• BRIEF:
Every record below is to be copied exactly, with its images omitted.

[Image point grounding data]
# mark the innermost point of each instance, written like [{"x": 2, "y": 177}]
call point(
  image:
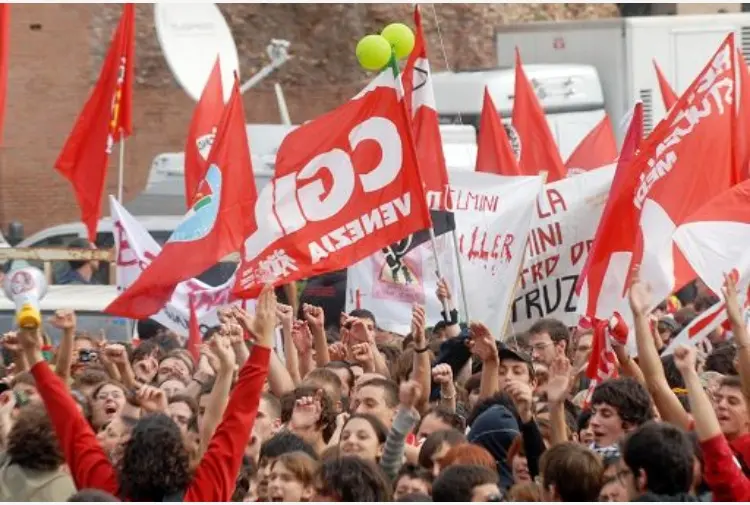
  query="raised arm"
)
[
  {"x": 483, "y": 345},
  {"x": 216, "y": 475},
  {"x": 217, "y": 399},
  {"x": 315, "y": 318},
  {"x": 739, "y": 329},
  {"x": 666, "y": 400},
  {"x": 421, "y": 361},
  {"x": 65, "y": 321},
  {"x": 88, "y": 464},
  {"x": 722, "y": 474}
]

• ANSWER TO THE PROBLEM:
# mark the innermost point of each instance, written like [{"x": 2, "y": 177}]
call point(
  image:
  query="raised arm"
)
[
  {"x": 483, "y": 345},
  {"x": 216, "y": 475},
  {"x": 217, "y": 399},
  {"x": 315, "y": 318},
  {"x": 739, "y": 329},
  {"x": 666, "y": 400},
  {"x": 421, "y": 361},
  {"x": 65, "y": 321},
  {"x": 88, "y": 464},
  {"x": 722, "y": 474}
]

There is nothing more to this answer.